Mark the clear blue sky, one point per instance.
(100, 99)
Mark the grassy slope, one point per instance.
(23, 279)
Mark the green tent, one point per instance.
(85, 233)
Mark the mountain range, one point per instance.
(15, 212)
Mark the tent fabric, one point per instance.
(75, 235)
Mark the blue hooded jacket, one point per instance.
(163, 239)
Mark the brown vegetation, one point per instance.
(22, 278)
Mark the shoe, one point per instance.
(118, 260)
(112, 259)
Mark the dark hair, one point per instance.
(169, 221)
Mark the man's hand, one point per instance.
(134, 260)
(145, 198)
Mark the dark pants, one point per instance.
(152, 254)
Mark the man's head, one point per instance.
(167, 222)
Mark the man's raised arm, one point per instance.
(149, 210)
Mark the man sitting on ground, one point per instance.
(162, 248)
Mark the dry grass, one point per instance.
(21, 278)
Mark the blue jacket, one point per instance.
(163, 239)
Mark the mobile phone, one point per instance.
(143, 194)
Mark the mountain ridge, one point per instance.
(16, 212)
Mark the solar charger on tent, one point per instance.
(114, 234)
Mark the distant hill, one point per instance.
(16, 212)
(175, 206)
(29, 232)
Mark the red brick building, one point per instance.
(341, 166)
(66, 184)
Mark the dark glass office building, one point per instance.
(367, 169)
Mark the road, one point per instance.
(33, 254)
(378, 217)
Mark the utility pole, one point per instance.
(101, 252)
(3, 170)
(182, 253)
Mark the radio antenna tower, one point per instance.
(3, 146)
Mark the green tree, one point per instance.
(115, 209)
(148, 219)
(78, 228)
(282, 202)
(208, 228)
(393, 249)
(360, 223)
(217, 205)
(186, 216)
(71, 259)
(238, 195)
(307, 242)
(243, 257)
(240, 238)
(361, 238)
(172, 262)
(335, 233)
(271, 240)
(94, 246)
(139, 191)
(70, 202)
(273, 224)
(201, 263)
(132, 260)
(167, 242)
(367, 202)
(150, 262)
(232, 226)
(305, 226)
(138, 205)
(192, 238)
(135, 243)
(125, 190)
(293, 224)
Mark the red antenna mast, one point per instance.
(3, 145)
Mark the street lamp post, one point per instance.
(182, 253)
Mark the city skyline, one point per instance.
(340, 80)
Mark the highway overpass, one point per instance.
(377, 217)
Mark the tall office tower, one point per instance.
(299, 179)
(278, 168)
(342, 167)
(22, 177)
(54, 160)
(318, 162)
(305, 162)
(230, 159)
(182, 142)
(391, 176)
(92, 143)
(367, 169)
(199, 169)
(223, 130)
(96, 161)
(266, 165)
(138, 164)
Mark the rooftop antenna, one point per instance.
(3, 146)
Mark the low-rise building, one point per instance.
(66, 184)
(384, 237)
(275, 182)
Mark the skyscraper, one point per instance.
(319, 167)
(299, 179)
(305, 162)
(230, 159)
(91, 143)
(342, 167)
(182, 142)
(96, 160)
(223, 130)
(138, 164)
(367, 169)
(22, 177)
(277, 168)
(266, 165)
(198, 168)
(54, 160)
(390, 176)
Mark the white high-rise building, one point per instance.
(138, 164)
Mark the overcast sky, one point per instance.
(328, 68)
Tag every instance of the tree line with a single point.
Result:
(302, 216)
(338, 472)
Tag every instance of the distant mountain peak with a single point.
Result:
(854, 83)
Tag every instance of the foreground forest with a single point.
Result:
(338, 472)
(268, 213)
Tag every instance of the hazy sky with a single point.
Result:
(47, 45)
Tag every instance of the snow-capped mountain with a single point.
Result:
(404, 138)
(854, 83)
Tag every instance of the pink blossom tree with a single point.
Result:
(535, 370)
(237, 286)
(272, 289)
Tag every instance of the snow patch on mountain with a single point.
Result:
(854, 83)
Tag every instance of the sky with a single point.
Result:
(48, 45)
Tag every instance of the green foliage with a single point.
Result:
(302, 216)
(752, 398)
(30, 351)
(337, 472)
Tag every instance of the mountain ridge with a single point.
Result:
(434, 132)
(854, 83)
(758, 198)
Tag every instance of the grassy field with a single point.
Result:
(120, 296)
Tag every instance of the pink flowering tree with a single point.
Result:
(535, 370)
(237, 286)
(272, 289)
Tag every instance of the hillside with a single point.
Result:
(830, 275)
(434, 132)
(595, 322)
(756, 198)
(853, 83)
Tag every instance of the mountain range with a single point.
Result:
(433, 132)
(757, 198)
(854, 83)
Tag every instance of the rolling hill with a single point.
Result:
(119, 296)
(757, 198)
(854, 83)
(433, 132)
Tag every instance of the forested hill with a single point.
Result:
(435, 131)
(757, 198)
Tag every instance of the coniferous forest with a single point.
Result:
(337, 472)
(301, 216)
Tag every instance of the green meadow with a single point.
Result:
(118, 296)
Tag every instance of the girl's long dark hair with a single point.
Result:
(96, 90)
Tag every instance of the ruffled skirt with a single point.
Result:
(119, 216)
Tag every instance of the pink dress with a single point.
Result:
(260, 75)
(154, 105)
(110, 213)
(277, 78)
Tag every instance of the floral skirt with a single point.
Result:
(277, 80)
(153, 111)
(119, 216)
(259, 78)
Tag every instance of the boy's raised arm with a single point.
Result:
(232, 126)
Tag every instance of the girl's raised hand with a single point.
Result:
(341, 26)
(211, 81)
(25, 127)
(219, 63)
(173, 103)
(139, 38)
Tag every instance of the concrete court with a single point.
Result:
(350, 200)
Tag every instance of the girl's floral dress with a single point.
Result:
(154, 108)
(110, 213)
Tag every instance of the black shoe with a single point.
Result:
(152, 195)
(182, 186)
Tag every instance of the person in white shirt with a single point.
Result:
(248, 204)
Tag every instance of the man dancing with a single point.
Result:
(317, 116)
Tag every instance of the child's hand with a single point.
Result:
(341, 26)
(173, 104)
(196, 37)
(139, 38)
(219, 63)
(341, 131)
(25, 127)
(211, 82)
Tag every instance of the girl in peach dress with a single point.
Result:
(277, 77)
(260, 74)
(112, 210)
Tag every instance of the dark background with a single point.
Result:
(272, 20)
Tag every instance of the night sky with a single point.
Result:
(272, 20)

------------------------------

* Exercise description
All of the lines above are to be restated word for word.

* Exercise output
Mark the clear blue sky, one point per instance.
(100, 99)
Mark the grassy slope, one point per instance.
(23, 279)
Mark the green tent, one point per instance.
(85, 233)
Mark the mountain range, one point per instance.
(15, 212)
Mark the tent fabric, one point per instance.
(75, 235)
Mark the blue hooded jacket, one point per instance.
(163, 239)
Mark the brown vegetation, one point per instance.
(22, 278)
Mark the shoe, one point per instance.
(118, 260)
(112, 259)
Mark the dark hair, one point per instance.
(169, 221)
Mark the man's hand, one point per instance.
(134, 260)
(145, 198)
Mark the dark pants, one point per instance.
(152, 254)
Mark the man's head, one point per instance.
(167, 222)
Mark the man's raised arm, one point per instance.
(149, 210)
Mark the man sitting on ground, one point per instance.
(162, 248)
Mark the dry grass, one point per instance.
(21, 278)
Mark the blue jacket, one point per instance.
(163, 239)
Mark the mobile phone, one point per instance.
(143, 194)
Mark the mountain ridge, one point per instance.
(16, 212)
Mark the solar charger on tent, one point per instance.
(114, 234)
Mark the distant hill, one point per instance.
(16, 212)
(175, 206)
(29, 232)
Mark the red brick building, one point per instance.
(341, 166)
(66, 184)
Mark the dark glass office building, one point per instance.
(367, 169)
Mark the road, one point per instance.
(33, 254)
(378, 217)
Mark the utility pole, one point per instance.
(101, 252)
(3, 170)
(182, 253)
Mark the radio antenna tower, one point per instance.
(3, 146)
Mark the green tree, one point per instance.
(115, 209)
(148, 219)
(78, 228)
(282, 202)
(208, 228)
(393, 249)
(360, 223)
(217, 205)
(186, 216)
(71, 259)
(238, 195)
(307, 242)
(243, 257)
(240, 238)
(361, 238)
(172, 262)
(335, 233)
(271, 240)
(94, 246)
(139, 191)
(70, 202)
(273, 224)
(201, 263)
(132, 260)
(167, 242)
(367, 202)
(150, 262)
(232, 226)
(305, 226)
(138, 205)
(192, 238)
(135, 243)
(125, 190)
(293, 224)
Mark the red antenna mast, one point per instance.
(3, 145)
Mark the street lamp post, one point per instance.
(182, 253)
Mark the city skyline, one point per instance.
(340, 80)
Mark the highway overpass, one point per instance.
(377, 217)
Mark the tall office tower, one point per instance.
(299, 179)
(278, 168)
(342, 167)
(22, 177)
(54, 160)
(318, 162)
(305, 162)
(230, 159)
(182, 142)
(391, 176)
(92, 143)
(367, 169)
(199, 169)
(223, 130)
(96, 161)
(266, 165)
(138, 164)
Mark the rooftop antenna, one point per instance.
(3, 146)
Mark the low-rise building, one point per instance.
(66, 184)
(384, 237)
(275, 182)
Mark the skyscraper, one point per instance.
(319, 167)
(299, 179)
(305, 162)
(230, 159)
(91, 143)
(342, 167)
(182, 142)
(96, 160)
(223, 130)
(138, 164)
(367, 169)
(22, 177)
(277, 168)
(266, 165)
(198, 168)
(54, 160)
(390, 176)
Mark the white high-rise building, one point per instance.
(138, 164)
Mark the overcast sky, one point per instance.
(328, 68)
Tag every instance of the tree line with a single point.
Result:
(302, 216)
(338, 472)
Tag every instance of the distant mountain peak with a single point.
Result:
(854, 83)
Tag every instance of the foreground forest with a single point.
Result:
(338, 472)
(268, 213)
Tag every instance of the hazy sky with a single point.
Result:
(47, 45)
Tag every instance of the snow-capped mountain with a single point.
Result:
(404, 138)
(854, 83)
Tag every instance of the pink blossom tree with a single point.
Result:
(535, 370)
(237, 286)
(272, 289)
Tag every instance of the snow patch on mountain with a single point.
Result:
(854, 83)
Tag every instance of the sky with a single point.
Result:
(48, 45)
Tag every instance of the green foliage with a single point.
Result:
(302, 216)
(752, 398)
(30, 351)
(337, 472)
Tag every instance of the mountain ridge with a single point.
Result:
(434, 132)
(854, 83)
(758, 198)
Tag every instance of the grassy field with a single point.
Result:
(120, 296)
Tag every instance of the pink flowering tree with a single point.
Result:
(535, 370)
(237, 286)
(272, 289)
Tag every instance of the hillside with a single point.
Result:
(830, 275)
(434, 132)
(595, 322)
(756, 198)
(853, 83)
Tag every instance of the mountain range with a single point.
Result:
(433, 132)
(757, 198)
(854, 83)
Tag every instance of the rolling hill with a single point.
Result:
(119, 296)
(757, 198)
(854, 83)
(433, 132)
Tag every instance of the forested hill with a single point.
Result:
(435, 131)
(757, 198)
Tag every instance of the coniferous forest with a single point.
Result:
(337, 472)
(301, 216)
Tag every instance of the green meadow with a single point.
Result:
(118, 296)
Tag every instance of the girl's long dark hair with a single point.
Result:
(96, 90)
Tag every instance of the ruffled skirt with a single point.
Result:
(119, 216)
Tag every instance of the pink dress with a single point.
Result:
(260, 75)
(154, 105)
(110, 213)
(277, 78)
Tag every instance of the floral skirt with a single point.
Result:
(277, 80)
(153, 111)
(119, 216)
(259, 78)
Tag every instance of the boy's raised arm with a single point.
Result:
(232, 126)
Tag every instance of the girl's raised hand with a single point.
Result:
(341, 26)
(211, 81)
(25, 127)
(219, 63)
(173, 103)
(139, 38)
Tag every instance of the concrete court with a single point.
Result:
(350, 200)
Tag every instance of the girl's floral dress with a single point.
Result:
(154, 108)
(110, 213)
Tag every instance of the black shoe with a single point.
Result:
(152, 195)
(182, 186)
Tag every instance of the person in white shirt with a single point.
Result:
(248, 204)
Tag every instance of the man dancing with a single point.
Result:
(317, 116)
Tag every instance of the child's hand with a single point.
Result:
(341, 26)
(173, 104)
(196, 37)
(139, 38)
(219, 63)
(341, 131)
(25, 127)
(211, 82)
Tag every instance of the girl in peach dress with a single point.
Result:
(277, 77)
(260, 74)
(112, 210)
Tag every instance of the dark background with a single point.
Result:
(272, 20)
Tag every instance of the night sky with a single point.
Result:
(272, 20)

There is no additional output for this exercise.